Tenía nuestro Francesco nueve años cuando fue con su padre a Altavilla Irpina, localidad distante unos veintisiete kilómetros. Era día de feria y fiesta a la vez. Se honraba a su santo patrón, San Pellegrino Mártir, y una muchedumbre acudía a la santa misa que celebraba el obispo. La ceremonia fue larga y solemne, y contrastaba con las miserias humanas llegadas a suplicar una gracia a San Pellegrino. Terminada la ceremonia, muchos peregrinos permanecieron allí invocando al santo. Entre éstos destacaba una madre, joven, que gritaba más que los otros y tendía hacía la imagen a su hijo lisiado y deforme, que daba unos gruñidos ininteligibles.

Francesco le dijo a su padre, que ya iba a salir de la iglesia:

–Espera, papá, un momento.

En un arrebato, la pobre mujer echó a su hijo sobre el altar, a los pies de la imagen del santo:

–¡Si no quieres curarlo, quédate con él!

Ante la sorpresa general, aquel ser retorcido, aparentemente curado, se puso a andar por primera vez en su vida. La madre no creía lo que estaba viendo. Todos los peregrinos gritaron:

–¡Milagro!

## REGISTROS PROPORCIONADOS
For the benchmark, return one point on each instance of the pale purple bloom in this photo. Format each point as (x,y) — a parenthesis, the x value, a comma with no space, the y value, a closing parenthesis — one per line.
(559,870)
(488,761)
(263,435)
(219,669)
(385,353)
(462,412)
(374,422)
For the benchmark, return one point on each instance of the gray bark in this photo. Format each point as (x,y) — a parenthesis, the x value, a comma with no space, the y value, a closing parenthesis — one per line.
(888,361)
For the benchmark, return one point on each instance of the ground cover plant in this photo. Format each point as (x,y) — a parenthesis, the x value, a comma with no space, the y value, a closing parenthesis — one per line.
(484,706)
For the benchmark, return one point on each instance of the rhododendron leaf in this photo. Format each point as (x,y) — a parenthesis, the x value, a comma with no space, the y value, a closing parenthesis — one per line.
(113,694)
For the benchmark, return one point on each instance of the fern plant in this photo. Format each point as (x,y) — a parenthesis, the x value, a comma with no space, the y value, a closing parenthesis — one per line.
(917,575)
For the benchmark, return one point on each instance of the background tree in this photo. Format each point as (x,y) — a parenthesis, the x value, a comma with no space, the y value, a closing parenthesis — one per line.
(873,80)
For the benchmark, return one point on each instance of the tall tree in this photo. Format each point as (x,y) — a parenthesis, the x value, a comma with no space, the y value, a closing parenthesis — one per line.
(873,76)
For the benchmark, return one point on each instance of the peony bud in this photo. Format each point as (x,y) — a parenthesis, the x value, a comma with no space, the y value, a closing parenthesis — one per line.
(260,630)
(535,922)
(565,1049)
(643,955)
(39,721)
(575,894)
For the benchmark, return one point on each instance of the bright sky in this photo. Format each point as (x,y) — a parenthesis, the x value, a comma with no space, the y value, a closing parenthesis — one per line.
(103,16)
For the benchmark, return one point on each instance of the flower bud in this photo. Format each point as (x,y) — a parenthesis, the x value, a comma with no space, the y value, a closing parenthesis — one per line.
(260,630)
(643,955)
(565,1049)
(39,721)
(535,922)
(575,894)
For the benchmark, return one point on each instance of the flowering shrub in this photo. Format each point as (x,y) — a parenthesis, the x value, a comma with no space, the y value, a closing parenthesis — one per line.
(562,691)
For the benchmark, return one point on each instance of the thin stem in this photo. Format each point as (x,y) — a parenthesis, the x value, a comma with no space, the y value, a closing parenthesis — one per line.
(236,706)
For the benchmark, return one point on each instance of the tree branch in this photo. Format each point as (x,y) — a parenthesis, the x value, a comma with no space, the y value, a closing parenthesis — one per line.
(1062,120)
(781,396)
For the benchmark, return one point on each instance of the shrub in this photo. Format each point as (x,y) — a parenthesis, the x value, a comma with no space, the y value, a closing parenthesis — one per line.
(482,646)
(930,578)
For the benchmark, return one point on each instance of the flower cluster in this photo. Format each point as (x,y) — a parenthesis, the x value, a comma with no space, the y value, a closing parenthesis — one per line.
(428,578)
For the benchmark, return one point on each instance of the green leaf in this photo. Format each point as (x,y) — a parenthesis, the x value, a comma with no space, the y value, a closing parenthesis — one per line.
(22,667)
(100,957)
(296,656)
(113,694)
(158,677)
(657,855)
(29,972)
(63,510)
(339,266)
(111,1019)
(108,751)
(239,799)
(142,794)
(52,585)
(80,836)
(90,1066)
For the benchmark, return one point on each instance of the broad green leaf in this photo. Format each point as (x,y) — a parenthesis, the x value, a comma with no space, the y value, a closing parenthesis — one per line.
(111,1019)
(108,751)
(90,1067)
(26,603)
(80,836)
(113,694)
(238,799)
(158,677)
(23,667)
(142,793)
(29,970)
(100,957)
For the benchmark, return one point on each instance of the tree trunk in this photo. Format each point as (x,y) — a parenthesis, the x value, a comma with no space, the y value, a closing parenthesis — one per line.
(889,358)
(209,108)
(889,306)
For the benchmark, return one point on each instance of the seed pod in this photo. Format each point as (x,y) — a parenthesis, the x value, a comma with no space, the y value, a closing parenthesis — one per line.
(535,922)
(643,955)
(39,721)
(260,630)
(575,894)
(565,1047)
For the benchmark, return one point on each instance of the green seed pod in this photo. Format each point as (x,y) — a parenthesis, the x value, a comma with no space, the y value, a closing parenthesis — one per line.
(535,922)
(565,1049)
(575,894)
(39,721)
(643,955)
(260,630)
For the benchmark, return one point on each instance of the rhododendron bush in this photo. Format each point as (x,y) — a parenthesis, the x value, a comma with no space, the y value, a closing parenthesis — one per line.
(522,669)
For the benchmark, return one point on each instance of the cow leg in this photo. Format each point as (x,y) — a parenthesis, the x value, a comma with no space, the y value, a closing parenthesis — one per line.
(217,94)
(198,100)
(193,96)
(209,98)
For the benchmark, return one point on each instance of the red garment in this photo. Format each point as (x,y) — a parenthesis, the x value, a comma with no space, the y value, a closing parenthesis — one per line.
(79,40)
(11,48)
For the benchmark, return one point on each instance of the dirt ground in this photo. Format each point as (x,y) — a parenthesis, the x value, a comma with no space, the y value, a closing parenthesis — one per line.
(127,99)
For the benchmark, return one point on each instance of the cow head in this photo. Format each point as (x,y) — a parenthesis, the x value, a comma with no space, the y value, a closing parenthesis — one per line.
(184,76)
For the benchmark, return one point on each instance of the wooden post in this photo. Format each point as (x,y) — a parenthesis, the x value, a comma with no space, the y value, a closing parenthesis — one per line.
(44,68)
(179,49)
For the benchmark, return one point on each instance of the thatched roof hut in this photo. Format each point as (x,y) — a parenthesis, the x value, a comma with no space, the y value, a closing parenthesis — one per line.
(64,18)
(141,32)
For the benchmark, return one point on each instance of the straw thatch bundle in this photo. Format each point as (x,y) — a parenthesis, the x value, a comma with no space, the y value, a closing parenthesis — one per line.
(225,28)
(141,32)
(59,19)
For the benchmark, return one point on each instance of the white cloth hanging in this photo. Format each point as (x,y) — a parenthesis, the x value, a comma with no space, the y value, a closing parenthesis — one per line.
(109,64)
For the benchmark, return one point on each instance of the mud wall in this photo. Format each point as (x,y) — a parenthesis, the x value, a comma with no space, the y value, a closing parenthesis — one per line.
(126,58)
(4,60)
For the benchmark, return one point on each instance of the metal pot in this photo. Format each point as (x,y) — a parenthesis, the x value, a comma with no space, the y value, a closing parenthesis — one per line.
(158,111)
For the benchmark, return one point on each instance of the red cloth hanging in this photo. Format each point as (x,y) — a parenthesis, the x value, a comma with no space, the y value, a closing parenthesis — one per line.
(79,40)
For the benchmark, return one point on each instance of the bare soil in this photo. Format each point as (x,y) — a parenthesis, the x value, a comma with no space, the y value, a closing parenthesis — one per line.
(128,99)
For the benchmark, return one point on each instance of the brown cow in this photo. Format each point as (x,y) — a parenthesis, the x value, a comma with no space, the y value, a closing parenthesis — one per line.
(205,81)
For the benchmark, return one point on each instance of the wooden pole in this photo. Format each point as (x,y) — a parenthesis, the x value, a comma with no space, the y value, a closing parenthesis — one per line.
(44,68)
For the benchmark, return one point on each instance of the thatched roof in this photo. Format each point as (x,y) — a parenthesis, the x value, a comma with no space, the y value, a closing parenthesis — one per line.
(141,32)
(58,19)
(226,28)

## ENUNCIADO DEL EJERCICIO A
Cambia "feria" por "mercado" y copia de nuevo todo el relato del milagro de San Pellegrino que va desde "Tenía nuestro Francesco" hasta "quédate con él!".
## ENUNCIADO DEL EJERCICIO B
Continúa el relato del milagro de San Pellegrino a partir del punto en que se detiene.

## RESPUESTA DEL EJERCICIO A
Tenía nuestro Francesco nueve años cuando fue con su padre a Altavilla Irpina, localidad distante unos veintisiete kilómetros. Era día de mercado y fiesta a la vez. Se honraba a su santo patrón, San Pellegrino Mártir, y una muchedumbre acudía a la santa misa que celebraba el obispo. La ceremonia fue larga y solemne, y contrastaba con las miserias humanas llegadas a suplicar una gracia a San Pellegrino. Terminada la ceremonia, muchos peregrinos permanecieron allí invocando al santo. Entre éstos destacaba una madre, joven, que gritaba más que los otros y tendía hacía la imagen a su hijo lisiado y deforme, que daba unos gruñidos ininteligibles.

Francesco le dijo a su padre, que ya iba a salir de la iglesia:

–Espera, papá, un momento.

En un arrebato, la pobre mujer echó a su hijo sobre el altar, a los pies de la imagen del santo:

–¡Si no quieres curarlo, quédate con él!

## RESPUESTA DEL EJERCICIO B
Un día nos dirá el padre Raffaele, confesor y uno de los pocos confidentes de verdad del Padre Pío:

–Cuando Piuccio me contó este milagro, lloró abundantemente y no pudo añadir más palabras. Fue como el anuncio de tantas cosas misteriosas que Dios iba a realizar más adelante por medio del futuro Padre Pío.

El apoyo de la familia

Su madre le había contagiado su gran devoción a San Francisco, y él, además, a su corta edad, gustaba de pasar horas y horas de contemplación en la iglesia del pueblo llamada Santa Maria degli Angeli, en la capilla dedicada a Santa Ana, justo donde debajo del altar yacen los restos de San Pío Mártir.

Mamma Peppa: –Grazio, parece que la decisión de Francesco de ser sacerdote va en serio.

Grazio: –Sí, parece que sí. ¿Y qué podemos hacer?

Mamma Peppa: –Pues tendría que estudiar algo más que aprender sólo a leer y a escribir. ¿No te parece?

Grazio: –Sí, creo que sí. Hablaré con don Tizzani, creo que él le podría enseñar, pues es hombre de letras.

Don Tizzani aceptó.

Grazio: –He hablado con don Tizzani. Le dará lecciones de italiano por 50 liras al mes.

Mamma Peppa: –¡Dios mío! ¿Y cómo vamos a costear esto? ¡Si es lo que valen 20 kilos de trigo! Y encima tenemos deudas pendientes.

Grazio: –Para solucionarlo he tomado la decisión de ir a América. Dicen que hay trabajo y lo pagan muy bien. Pronto os podré mandar dinero.

Mamma Peppa: –¡Que Dios nos socorra! Todo sea para que el chico llegue a ser un buen sacerdote. ¡Cuídate mucho, Grazio, y vuelve pronto, amor mío!

El padre embarcó hacia Nueva York en 1898. Francesco tenía solamente once años y no le volvería a ver hasta 1903. En 1910 Grazio volvió a embarcarse, esta vez rumbo a Argentina, donde pasó siete años más.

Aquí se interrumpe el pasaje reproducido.